EXCERPTED RECORDS:
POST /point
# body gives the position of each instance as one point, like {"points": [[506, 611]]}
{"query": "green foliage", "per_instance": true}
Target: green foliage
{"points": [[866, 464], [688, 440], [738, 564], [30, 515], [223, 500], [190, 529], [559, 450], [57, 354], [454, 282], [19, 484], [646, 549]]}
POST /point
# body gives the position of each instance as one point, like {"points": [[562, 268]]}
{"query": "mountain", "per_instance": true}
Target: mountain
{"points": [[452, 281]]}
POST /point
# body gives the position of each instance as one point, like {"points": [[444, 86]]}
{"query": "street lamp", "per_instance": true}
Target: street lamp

TASK INSTRUCTIONS:
Please reproduce all of the items above word for word, keeping every line unchanged.

TASK OUTPUT:
POST /point
# body gives the position of each instance as one point, like {"points": [[506, 611]]}
{"query": "green foliage", "per_instance": true}
Target: green foliage
{"points": [[866, 464], [688, 440], [738, 564], [30, 515], [223, 500], [190, 529], [559, 450], [57, 354], [454, 282], [19, 484], [646, 549]]}
POST /point
# body gives the position of each instance as one point, like {"points": [[562, 268]]}
{"query": "mountain", "per_instance": true}
Target: mountain
{"points": [[452, 281]]}
POST /point
# body gives the position of each instance as one point, like {"points": [[444, 86]]}
{"query": "street lamp", "per_instance": true}
Target: street lamp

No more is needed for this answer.